- Document -
05 Juil

Sheol, de Dogado. Editions Delcourt. 14,95 euros.

Inquiétant ! Très inquiétant ! Sheol est un terme d’origine hébraïque intraduisible, désignant le séjour des morts, la tombe commune de l’humanité, sans vraiment pouvoir statuer s’il s’agit ou non d’un au-delà (source Wikipédia). Un monde entre deux, en somme, entre la vie et la mort. Un monde dans lequel errent certains êtres qui refusent de mourir. Voilà pour le décor de ce récit complet signé Dogado. Côté personnage, l’auteur coréen met en scène une jeune amnésique très mal en point qui va faire appel à Esse, un être doté du 3e oeil, le seul capable d’interférer dans ce fameux monde de Sheol… Publié dans la collection Mirages, ce récit de plus de cent pages est surtout remarquable par son graphisme, ses atmosphères, ses cadrages particulièrement travaillés et sombres. De quoi se faire peur avant de dormir ! E.G. 

Vacances, de Nicoby. Editions Drugstore. 15 euros.

Amélie !!! Aucun doute, cette jeune femme avec un enfant furtivement aperçue dans le métro parisien était bien Amélie… Mathieu ne l’a malheureusement pas reconnue à temps et elle a disparu, emportée par la foule. Avec elle, avec Marine, Greg et Franck aussi, ils avaient passé des vacances d’été au bord de la mer. C’était il y a quelques années maintenant. Ils étaient jeunes, ados, libres, insouciants… et avaient pour seules préoccupations de s’amuser, de se baigner, de bronzer et de draguer bien sûr. Souvenirs, souvenirs…

Auteur multicarte, Nicoby explore avec le même talent l’humour, l’aventure, l’intimiste et la chronique sociale. Avec ce one shot, intitulé Vacances, paru aux éditions Drugstore, il mélange un peu tous ces genres pour nous offrir un récit emprunt de légèreté et de nostalgie qui rappellera à chacun de nous quelques bons souvenirs. C’est aussi un récit qui parle du mal être, de la peur du regard des autres, du manque de confiance et même de la mort avec une fin pour le moins dramatique ! Une bonne histoire, des personnages attachants, un graphisme élégant, un album à découvrir… E.G.

- Énoncé de l'exercice -
Recopiez la critique de Sheol de « Inquiétant ! Très » à « dormir ! E.G. » en substituant « découpages » à « cadrages ».

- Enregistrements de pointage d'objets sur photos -
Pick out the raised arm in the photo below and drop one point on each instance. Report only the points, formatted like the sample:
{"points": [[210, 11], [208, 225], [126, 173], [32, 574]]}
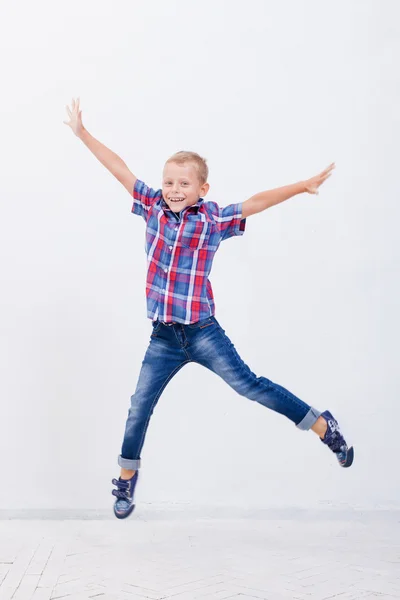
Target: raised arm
{"points": [[107, 157], [263, 200]]}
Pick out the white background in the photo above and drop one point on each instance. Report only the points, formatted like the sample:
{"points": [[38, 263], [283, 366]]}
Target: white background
{"points": [[271, 93]]}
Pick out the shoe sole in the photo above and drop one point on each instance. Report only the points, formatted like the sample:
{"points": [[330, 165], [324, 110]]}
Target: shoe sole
{"points": [[349, 458], [128, 512]]}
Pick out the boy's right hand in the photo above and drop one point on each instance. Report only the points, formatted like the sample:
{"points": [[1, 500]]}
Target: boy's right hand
{"points": [[75, 116]]}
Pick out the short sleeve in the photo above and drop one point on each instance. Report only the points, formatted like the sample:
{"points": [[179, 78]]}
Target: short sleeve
{"points": [[230, 220], [144, 198]]}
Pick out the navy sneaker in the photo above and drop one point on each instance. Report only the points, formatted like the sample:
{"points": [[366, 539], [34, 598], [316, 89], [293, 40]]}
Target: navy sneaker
{"points": [[335, 441], [124, 505]]}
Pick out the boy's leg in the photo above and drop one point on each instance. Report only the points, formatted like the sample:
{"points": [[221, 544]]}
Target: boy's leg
{"points": [[212, 348], [216, 352], [161, 362], [163, 359]]}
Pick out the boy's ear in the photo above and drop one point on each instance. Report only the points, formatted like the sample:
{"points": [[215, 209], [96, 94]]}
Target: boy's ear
{"points": [[204, 189]]}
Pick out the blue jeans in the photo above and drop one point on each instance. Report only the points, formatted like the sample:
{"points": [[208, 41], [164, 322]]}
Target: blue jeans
{"points": [[174, 345]]}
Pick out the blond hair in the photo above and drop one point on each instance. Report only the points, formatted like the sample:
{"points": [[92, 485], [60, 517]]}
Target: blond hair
{"points": [[200, 163]]}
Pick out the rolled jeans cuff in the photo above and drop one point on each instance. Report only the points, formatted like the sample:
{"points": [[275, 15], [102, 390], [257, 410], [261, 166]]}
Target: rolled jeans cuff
{"points": [[309, 420], [130, 464]]}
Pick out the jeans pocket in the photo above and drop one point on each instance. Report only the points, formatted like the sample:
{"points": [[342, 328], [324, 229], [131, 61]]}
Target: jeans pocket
{"points": [[156, 327], [202, 324]]}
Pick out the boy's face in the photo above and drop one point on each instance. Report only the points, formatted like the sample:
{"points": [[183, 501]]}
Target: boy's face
{"points": [[181, 186]]}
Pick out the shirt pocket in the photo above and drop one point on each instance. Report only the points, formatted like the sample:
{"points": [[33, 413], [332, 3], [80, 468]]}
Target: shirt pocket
{"points": [[195, 235]]}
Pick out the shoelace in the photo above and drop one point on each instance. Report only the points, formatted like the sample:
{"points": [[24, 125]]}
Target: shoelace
{"points": [[122, 492]]}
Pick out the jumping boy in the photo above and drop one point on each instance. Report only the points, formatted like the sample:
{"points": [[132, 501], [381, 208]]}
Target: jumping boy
{"points": [[183, 233]]}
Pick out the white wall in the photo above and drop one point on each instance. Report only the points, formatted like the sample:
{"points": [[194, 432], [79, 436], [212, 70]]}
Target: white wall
{"points": [[270, 92]]}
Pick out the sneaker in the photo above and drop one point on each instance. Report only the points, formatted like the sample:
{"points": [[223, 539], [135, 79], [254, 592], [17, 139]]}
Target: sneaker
{"points": [[335, 441], [124, 505]]}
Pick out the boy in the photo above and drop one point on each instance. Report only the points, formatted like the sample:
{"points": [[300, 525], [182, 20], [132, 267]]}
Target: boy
{"points": [[183, 232]]}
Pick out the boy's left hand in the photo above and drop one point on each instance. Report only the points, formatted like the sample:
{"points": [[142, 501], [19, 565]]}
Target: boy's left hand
{"points": [[311, 185]]}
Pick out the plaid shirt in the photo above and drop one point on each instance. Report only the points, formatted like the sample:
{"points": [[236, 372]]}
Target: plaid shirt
{"points": [[180, 249]]}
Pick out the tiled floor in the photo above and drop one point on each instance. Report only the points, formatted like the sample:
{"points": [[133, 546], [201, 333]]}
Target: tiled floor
{"points": [[175, 556]]}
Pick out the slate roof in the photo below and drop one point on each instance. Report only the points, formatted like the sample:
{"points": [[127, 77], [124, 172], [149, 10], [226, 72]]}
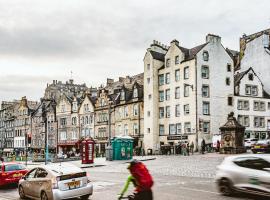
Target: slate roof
{"points": [[158, 56], [189, 53]]}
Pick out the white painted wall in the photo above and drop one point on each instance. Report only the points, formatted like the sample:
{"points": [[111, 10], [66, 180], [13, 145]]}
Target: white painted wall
{"points": [[257, 57]]}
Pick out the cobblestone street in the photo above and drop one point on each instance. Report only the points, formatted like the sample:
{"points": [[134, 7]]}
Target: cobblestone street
{"points": [[176, 177]]}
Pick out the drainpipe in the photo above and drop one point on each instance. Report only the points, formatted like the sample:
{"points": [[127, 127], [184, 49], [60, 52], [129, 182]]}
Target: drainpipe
{"points": [[196, 105]]}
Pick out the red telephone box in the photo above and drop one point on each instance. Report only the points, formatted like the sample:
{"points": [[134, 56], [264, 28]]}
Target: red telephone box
{"points": [[87, 151]]}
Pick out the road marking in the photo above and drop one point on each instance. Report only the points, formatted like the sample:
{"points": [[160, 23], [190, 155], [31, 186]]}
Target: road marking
{"points": [[197, 190]]}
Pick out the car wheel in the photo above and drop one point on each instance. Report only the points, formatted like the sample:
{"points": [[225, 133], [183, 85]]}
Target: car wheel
{"points": [[85, 197], [44, 196], [225, 187], [21, 192]]}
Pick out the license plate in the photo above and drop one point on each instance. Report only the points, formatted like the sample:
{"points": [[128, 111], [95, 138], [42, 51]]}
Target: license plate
{"points": [[17, 175], [73, 184]]}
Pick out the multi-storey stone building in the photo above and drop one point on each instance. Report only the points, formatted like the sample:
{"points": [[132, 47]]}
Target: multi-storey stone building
{"points": [[57, 88], [252, 104], [22, 125], [255, 53], [188, 92], [44, 122], [119, 111]]}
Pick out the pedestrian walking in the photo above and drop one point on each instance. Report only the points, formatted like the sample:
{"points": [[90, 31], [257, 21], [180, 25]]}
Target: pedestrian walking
{"points": [[218, 146], [192, 147], [141, 179], [188, 148], [203, 146]]}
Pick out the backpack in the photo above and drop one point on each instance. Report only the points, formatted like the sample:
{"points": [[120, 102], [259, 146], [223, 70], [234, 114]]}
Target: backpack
{"points": [[142, 176]]}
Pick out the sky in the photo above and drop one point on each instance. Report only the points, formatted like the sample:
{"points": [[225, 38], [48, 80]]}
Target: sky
{"points": [[42, 41]]}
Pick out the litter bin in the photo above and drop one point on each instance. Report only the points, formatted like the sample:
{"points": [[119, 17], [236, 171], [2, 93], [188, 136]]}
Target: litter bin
{"points": [[122, 148], [109, 153], [149, 152]]}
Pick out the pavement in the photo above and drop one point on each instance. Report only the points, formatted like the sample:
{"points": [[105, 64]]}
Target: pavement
{"points": [[175, 178]]}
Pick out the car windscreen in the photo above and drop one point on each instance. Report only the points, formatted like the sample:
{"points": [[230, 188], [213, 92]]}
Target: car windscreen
{"points": [[263, 142], [14, 167]]}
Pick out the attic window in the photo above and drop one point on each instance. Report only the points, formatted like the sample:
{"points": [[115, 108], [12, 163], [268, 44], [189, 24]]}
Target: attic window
{"points": [[205, 56], [122, 97], [250, 77], [135, 93]]}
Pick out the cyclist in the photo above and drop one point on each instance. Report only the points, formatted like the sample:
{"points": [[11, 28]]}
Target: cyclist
{"points": [[141, 180]]}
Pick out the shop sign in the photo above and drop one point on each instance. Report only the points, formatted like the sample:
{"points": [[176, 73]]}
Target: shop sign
{"points": [[177, 137]]}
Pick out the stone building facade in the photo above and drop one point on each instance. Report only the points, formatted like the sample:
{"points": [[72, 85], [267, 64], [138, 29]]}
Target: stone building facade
{"points": [[255, 53], [252, 104], [187, 92]]}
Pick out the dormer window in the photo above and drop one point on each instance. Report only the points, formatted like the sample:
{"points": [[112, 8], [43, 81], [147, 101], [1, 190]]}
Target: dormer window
{"points": [[102, 102], [168, 61], [122, 97], [74, 106], [205, 56], [135, 93], [250, 77]]}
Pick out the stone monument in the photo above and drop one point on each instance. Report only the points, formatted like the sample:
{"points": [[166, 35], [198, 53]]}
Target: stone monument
{"points": [[232, 136]]}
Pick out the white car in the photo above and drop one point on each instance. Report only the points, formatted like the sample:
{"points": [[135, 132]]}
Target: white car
{"points": [[55, 182], [244, 173], [249, 142]]}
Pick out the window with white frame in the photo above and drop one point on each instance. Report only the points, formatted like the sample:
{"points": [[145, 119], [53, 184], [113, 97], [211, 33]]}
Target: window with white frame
{"points": [[177, 75], [243, 105], [186, 72], [63, 135], [177, 61], [74, 105], [161, 129], [168, 111], [206, 127], [205, 72], [74, 135], [177, 93], [178, 128], [205, 56], [161, 95], [186, 90], [243, 120], [167, 78], [177, 110], [186, 109], [205, 91], [172, 129], [125, 129], [229, 67], [161, 112], [135, 92], [187, 127], [135, 129], [251, 90], [135, 109], [167, 94], [259, 122], [228, 81], [206, 108], [126, 111], [168, 62], [122, 95], [161, 79]]}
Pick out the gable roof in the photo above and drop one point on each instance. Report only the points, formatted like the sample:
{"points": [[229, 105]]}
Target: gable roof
{"points": [[157, 55]]}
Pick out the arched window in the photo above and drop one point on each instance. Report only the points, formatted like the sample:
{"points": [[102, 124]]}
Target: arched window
{"points": [[135, 93], [205, 56], [82, 120], [122, 97]]}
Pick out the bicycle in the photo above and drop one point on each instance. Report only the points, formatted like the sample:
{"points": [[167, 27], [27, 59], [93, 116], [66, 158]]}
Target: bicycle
{"points": [[129, 197]]}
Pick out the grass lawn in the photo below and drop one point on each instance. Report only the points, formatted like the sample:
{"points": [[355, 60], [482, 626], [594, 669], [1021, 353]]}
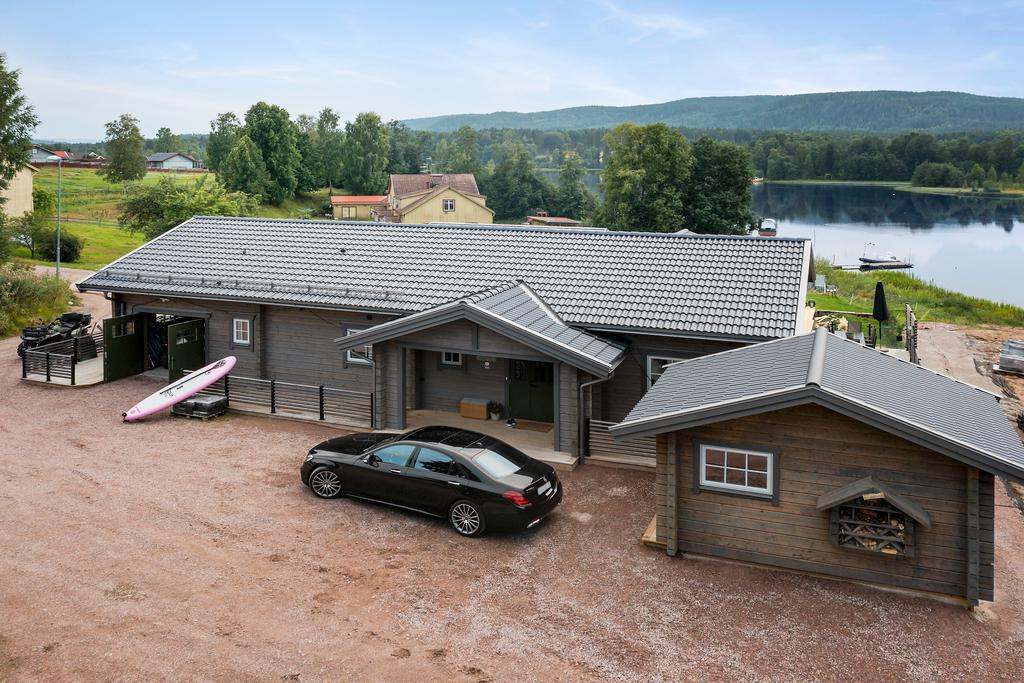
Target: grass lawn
{"points": [[856, 293], [103, 243]]}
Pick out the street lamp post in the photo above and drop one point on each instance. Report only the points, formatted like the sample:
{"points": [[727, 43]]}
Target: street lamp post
{"points": [[59, 161]]}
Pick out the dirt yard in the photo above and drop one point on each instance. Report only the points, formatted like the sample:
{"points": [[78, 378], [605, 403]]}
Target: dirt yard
{"points": [[184, 550]]}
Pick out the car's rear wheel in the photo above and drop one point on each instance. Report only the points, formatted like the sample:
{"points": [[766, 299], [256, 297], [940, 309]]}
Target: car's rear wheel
{"points": [[466, 518], [325, 482]]}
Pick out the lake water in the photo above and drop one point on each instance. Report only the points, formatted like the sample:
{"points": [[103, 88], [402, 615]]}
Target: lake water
{"points": [[970, 245]]}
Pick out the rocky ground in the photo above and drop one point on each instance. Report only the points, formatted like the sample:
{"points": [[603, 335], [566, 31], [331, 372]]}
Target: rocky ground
{"points": [[177, 549]]}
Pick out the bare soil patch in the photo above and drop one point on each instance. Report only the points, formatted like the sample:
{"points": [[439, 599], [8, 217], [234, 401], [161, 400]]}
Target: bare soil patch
{"points": [[177, 549]]}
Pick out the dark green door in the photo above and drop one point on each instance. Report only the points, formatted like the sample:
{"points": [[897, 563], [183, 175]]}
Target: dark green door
{"points": [[185, 347], [124, 351], [531, 389]]}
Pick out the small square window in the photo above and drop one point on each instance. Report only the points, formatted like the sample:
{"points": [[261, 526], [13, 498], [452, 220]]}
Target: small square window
{"points": [[736, 471], [360, 355], [241, 331], [655, 367]]}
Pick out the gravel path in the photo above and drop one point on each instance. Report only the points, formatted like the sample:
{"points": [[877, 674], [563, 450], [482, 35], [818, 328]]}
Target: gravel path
{"points": [[176, 549]]}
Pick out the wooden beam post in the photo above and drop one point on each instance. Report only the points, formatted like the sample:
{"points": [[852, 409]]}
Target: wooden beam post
{"points": [[672, 495], [973, 537]]}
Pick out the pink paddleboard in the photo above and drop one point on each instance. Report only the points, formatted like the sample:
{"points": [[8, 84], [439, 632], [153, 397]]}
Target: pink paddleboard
{"points": [[178, 391]]}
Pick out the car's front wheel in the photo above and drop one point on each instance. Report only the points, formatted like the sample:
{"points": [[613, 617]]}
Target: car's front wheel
{"points": [[325, 482], [466, 518]]}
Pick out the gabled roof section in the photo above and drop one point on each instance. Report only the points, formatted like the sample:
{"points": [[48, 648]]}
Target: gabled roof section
{"points": [[912, 402], [868, 486], [745, 289], [512, 309], [164, 156], [409, 183], [359, 200], [475, 199]]}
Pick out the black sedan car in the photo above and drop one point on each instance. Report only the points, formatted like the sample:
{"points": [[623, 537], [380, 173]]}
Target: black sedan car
{"points": [[475, 481]]}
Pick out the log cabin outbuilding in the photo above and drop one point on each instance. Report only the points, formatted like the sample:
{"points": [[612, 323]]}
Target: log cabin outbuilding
{"points": [[816, 454], [560, 330]]}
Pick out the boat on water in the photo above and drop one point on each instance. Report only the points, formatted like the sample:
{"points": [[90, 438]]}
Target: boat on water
{"points": [[769, 227]]}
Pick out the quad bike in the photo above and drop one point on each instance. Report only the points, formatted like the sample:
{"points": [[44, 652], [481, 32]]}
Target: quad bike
{"points": [[68, 326]]}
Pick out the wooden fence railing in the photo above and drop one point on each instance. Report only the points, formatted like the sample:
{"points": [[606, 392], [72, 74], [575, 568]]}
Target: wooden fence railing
{"points": [[346, 406], [602, 445], [59, 359]]}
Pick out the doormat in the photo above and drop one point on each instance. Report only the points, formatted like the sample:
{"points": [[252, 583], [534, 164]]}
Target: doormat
{"points": [[531, 426]]}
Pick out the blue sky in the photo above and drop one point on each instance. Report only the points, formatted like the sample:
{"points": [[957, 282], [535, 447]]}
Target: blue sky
{"points": [[179, 63]]}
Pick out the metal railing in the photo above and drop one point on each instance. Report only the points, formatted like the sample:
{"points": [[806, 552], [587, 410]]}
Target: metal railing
{"points": [[59, 359], [347, 406]]}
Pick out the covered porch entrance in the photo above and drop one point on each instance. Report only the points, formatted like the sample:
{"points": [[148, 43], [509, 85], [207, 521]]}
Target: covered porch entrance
{"points": [[502, 350]]}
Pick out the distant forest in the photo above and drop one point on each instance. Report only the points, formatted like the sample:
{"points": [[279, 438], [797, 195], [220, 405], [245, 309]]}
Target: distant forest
{"points": [[875, 111], [953, 159]]}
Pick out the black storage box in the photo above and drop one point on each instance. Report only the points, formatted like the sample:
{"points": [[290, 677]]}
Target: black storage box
{"points": [[202, 407]]}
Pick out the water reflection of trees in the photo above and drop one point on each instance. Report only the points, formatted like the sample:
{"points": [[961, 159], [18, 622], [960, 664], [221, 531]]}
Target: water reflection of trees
{"points": [[875, 206]]}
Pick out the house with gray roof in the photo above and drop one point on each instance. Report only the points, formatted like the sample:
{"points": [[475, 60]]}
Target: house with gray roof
{"points": [[816, 454], [562, 331], [171, 161]]}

- Exercice corrigé -
Inquiétant ! Très inquiétant ! Sheol est un terme d’origine hébraïque intraduisible, désignant le séjour des morts, la tombe commune de l’humanité, sans vraiment pouvoir statuer s’il s’agit ou non d’un au-delà (source Wikipédia). Un monde entre deux, en somme, entre la vie et la mort. Un monde dans lequel errent certains êtres qui refusent de mourir. Voilà pour le décor de ce récit complet signé Dogado. Côté personnage, l’auteur coréen met en scène une jeune amnésique très mal en point qui va faire appel à Esse, un être doté du 3e oeil, le seul capable d’interférer dans ce fameux monde de Sheol… Publié dans la collection Mirages, ce récit de plus de cent pages est surtout remarquable par son graphisme, ses atmosphères, ses découpages particulièrement travaillés et sombres. De quoi se faire peur avant de dormir ! E.G.